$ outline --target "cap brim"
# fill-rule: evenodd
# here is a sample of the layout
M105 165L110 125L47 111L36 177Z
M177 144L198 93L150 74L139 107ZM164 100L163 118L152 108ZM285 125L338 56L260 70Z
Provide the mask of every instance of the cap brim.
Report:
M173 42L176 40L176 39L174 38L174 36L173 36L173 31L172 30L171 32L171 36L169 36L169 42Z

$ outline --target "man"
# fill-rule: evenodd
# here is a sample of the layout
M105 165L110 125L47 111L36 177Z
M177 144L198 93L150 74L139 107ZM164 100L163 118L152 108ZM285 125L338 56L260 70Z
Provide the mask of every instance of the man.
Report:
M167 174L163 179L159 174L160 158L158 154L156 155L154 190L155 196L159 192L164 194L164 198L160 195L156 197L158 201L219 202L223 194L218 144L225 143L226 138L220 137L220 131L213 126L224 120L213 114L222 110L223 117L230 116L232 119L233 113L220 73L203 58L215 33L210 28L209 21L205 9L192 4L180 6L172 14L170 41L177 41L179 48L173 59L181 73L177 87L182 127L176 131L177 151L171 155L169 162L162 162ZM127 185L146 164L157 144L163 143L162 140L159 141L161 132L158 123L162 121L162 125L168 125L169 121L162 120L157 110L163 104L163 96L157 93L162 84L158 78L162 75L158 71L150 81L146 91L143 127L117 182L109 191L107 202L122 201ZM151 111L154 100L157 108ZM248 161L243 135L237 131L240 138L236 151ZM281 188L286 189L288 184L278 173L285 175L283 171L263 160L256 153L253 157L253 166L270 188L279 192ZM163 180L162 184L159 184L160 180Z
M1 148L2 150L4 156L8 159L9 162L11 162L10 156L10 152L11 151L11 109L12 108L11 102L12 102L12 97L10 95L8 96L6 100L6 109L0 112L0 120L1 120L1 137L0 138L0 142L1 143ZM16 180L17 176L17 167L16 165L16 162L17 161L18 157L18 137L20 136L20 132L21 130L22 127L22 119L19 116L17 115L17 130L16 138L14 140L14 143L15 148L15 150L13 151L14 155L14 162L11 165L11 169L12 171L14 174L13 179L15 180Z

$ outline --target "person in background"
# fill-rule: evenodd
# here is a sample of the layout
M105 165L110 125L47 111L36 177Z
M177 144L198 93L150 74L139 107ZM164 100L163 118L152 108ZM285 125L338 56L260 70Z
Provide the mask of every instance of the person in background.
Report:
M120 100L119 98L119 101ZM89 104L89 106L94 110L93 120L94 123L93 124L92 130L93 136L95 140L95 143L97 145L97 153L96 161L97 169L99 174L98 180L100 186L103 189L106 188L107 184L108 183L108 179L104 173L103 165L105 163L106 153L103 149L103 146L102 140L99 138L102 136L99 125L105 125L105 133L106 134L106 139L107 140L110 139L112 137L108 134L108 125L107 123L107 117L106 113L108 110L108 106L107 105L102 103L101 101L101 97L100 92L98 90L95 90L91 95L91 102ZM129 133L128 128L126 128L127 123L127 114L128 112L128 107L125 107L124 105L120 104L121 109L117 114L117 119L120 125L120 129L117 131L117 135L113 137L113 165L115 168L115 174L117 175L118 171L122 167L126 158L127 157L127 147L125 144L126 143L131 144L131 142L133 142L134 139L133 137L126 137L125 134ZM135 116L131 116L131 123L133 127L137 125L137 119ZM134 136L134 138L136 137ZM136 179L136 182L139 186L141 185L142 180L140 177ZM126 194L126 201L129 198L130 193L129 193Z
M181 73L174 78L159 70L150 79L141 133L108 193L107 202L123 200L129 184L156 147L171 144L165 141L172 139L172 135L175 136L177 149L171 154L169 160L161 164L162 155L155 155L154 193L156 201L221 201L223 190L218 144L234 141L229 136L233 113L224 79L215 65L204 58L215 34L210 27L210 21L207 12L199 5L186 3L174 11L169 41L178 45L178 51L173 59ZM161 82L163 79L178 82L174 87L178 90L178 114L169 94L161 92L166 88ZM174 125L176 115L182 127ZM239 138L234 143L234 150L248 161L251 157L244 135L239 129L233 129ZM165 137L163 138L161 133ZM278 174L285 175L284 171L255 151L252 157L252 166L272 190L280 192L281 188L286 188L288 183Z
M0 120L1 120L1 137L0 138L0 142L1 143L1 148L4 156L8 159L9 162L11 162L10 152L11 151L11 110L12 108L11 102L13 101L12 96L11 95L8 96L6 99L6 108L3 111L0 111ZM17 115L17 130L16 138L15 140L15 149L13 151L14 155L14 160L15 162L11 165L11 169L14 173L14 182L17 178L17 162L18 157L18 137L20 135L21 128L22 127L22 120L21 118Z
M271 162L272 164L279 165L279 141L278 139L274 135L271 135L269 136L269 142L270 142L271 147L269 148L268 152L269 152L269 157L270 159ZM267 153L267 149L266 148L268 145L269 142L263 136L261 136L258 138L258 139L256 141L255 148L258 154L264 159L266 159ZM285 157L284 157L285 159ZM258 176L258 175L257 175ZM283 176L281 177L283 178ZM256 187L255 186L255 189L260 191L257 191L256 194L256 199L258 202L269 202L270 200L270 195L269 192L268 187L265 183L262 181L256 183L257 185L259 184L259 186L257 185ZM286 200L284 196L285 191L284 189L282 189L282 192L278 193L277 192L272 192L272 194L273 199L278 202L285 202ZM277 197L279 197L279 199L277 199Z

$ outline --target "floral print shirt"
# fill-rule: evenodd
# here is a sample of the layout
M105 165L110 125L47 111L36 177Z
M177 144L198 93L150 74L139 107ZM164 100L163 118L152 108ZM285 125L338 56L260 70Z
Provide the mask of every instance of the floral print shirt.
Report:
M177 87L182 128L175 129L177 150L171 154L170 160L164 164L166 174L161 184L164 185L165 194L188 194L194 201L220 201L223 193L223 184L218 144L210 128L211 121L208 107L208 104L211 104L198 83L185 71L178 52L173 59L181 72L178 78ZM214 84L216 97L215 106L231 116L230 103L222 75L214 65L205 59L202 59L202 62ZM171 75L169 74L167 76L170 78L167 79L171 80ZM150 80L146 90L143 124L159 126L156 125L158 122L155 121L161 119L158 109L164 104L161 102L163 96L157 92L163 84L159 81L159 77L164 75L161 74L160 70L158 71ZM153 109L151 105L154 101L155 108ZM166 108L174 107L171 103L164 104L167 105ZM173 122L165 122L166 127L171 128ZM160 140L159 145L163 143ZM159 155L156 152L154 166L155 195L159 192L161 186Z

::::

* [Job]
Copy out every line of the listing above, character for character.

* [Exercise response]
$ outline --target "cap brim"
# fill-rule: evenodd
# here is a sample of the layout
M105 165L110 125L47 111L36 177Z
M177 144L198 93L150 74L139 107ZM164 100L163 118L152 108ZM285 125L338 56L260 70Z
Provide the mask of every instance of the cap brim.
Report:
M173 42L176 40L176 39L174 38L174 36L173 36L173 31L172 30L171 32L171 36L169 36L169 42Z

$ outline --target "man"
# fill-rule: evenodd
# here is a sample of the layout
M105 165L110 125L47 111L36 177Z
M177 144L198 93L150 74L139 107ZM164 100L163 118L152 108ZM285 125L338 56L260 70Z
Provide the mask of every instance of the man.
Report:
M167 174L163 179L159 174L160 158L158 154L156 155L154 190L155 196L159 192L164 194L164 198L160 195L156 197L158 201L219 202L223 194L218 144L225 143L226 138L220 137L220 131L213 126L224 120L213 114L222 110L223 117L230 116L232 119L233 113L220 73L203 58L215 33L210 28L209 21L205 9L192 4L180 6L172 14L170 41L177 41L179 48L173 59L181 73L177 87L182 127L176 131L177 151L171 155L169 162L162 162ZM127 185L146 164L157 144L163 143L162 140L159 141L161 132L158 123L162 121L162 125L168 125L169 121L162 120L157 110L163 104L163 96L157 93L162 84L158 78L162 75L158 71L150 81L146 91L143 127L117 182L109 191L107 202L122 201ZM151 111L154 100L157 108ZM248 161L243 135L237 131L240 138L236 151ZM281 188L286 189L288 184L278 173L285 175L283 171L263 160L256 153L253 157L253 166L270 188L279 192ZM163 180L162 184L159 184L160 180Z
M1 148L2 150L4 156L8 159L9 162L11 162L10 156L10 152L11 151L11 109L12 108L11 102L12 102L12 97L10 95L8 96L6 100L6 109L0 112L0 120L1 120L1 137L0 138L0 142L1 143ZM16 180L17 176L17 167L16 165L16 162L17 161L18 157L18 137L20 136L20 132L21 130L22 127L22 119L19 116L17 115L17 130L16 138L14 140L14 143L15 148L15 150L13 151L14 155L14 162L11 165L11 169L12 171L14 174L13 179L15 180Z

$ outline --target "person in background"
# fill-rule: evenodd
# here is a sample of the layout
M105 165L110 125L47 111L36 177Z
M177 144L198 93L150 74L139 107ZM164 100L163 118L152 108ZM285 125L338 56L260 70Z
Provide the mask of every instance of the person in background.
Report:
M120 100L119 98L119 101ZM89 104L89 106L94 110L93 120L94 123L93 124L92 130L93 136L95 140L95 143L97 145L97 153L96 161L97 169L99 174L98 180L100 186L103 189L106 188L107 184L108 183L108 179L104 173L103 165L105 163L106 153L103 149L103 146L102 140L99 138L102 136L99 125L105 125L105 133L106 134L106 139L107 140L110 139L112 137L108 134L108 125L107 123L107 117L106 113L108 110L108 106L107 105L102 103L101 101L101 97L100 92L98 90L95 90L91 95L91 102ZM129 133L128 128L126 128L127 123L127 114L128 112L128 107L125 107L124 105L120 104L121 109L117 114L117 119L120 125L120 129L117 131L117 135L113 137L113 165L115 168L115 174L117 175L118 171L122 167L126 158L127 157L127 147L125 144L126 143L131 144L131 142L133 142L134 139L133 137L126 137L125 134ZM135 116L131 116L131 123L133 127L137 125L137 119ZM134 136L134 138L136 137ZM136 179L136 182L139 186L141 185L142 180L140 177ZM126 194L126 201L129 198L130 193L129 193Z
M181 73L174 78L159 70L150 79L141 133L108 193L107 202L123 200L129 184L156 147L171 144L165 141L172 139L172 135L175 136L177 149L171 154L169 160L161 164L162 155L155 155L154 193L156 201L221 201L223 190L218 144L234 141L229 136L233 113L224 79L215 65L204 58L215 34L210 27L210 21L207 12L199 5L186 3L174 11L169 41L178 45L178 51L173 59ZM161 82L163 79L178 82L174 87L178 90L178 114L169 94L161 92L166 88ZM174 125L176 115L182 127ZM239 138L234 143L234 150L248 161L251 157L244 135L239 129L233 129ZM165 137L163 138L161 133ZM278 174L285 175L284 171L255 151L252 157L252 166L272 190L280 192L281 188L286 188L288 183Z
M0 120L1 120L1 137L0 138L0 142L1 143L1 148L4 156L8 159L9 162L11 162L10 152L11 151L11 110L12 108L11 102L13 101L12 96L11 95L8 96L6 99L6 108L3 111L0 111ZM17 115L17 130L16 138L15 140L15 149L13 151L14 155L14 160L15 162L11 165L11 169L14 173L14 182L17 178L17 162L18 157L18 137L20 135L21 128L22 127L22 120L21 118Z
M271 162L272 164L279 165L279 141L278 139L274 135L271 135L269 136L269 142L270 142L271 147L269 148L268 152L269 152L269 157L270 159ZM267 153L267 149L266 148L268 145L269 142L263 136L261 136L258 138L258 139L256 141L255 148L258 154L264 159L266 159ZM285 157L284 157L285 159ZM258 176L258 175L257 175ZM283 176L281 177L283 178ZM256 187L255 186L255 189L260 191L257 191L256 194L256 199L258 202L269 202L270 200L270 195L269 192L268 187L265 183L262 181L256 183L257 185L259 184L259 186L257 185ZM286 200L284 196L285 191L284 189L282 189L282 192L278 193L277 192L272 192L272 194L273 199L278 202L285 202ZM277 197L279 197L279 199L277 199Z

$ outline --target "floral print shirt"
# fill-rule: evenodd
# here is a sample of the layout
M105 165L110 125L47 111L36 177Z
M177 144L198 93L150 74L139 107ZM164 100L163 118L152 108ZM285 125L338 56L260 70Z
Provide the mask of every instance of the floral print shirt.
Report:
M177 87L182 128L175 129L177 150L171 154L170 160L164 164L166 174L161 184L164 185L165 194L188 194L194 201L220 201L223 193L223 184L218 144L210 128L211 121L208 107L208 104L211 104L198 83L185 71L178 52L173 59L181 72L178 78ZM214 84L216 97L215 106L231 116L230 103L222 75L214 65L205 59L202 59L202 62ZM171 75L169 74L167 76L170 78L167 79L171 80ZM150 80L146 90L143 124L159 126L156 125L158 122L155 121L161 119L158 109L164 104L161 102L163 96L157 92L163 84L159 81L159 77L164 75L161 74L160 70L158 71ZM153 109L151 105L154 101L155 108ZM166 108L174 107L171 103L164 104L167 105ZM173 122L165 122L166 127L171 128ZM160 140L159 145L163 143ZM159 155L156 152L154 166L155 195L159 192L161 186Z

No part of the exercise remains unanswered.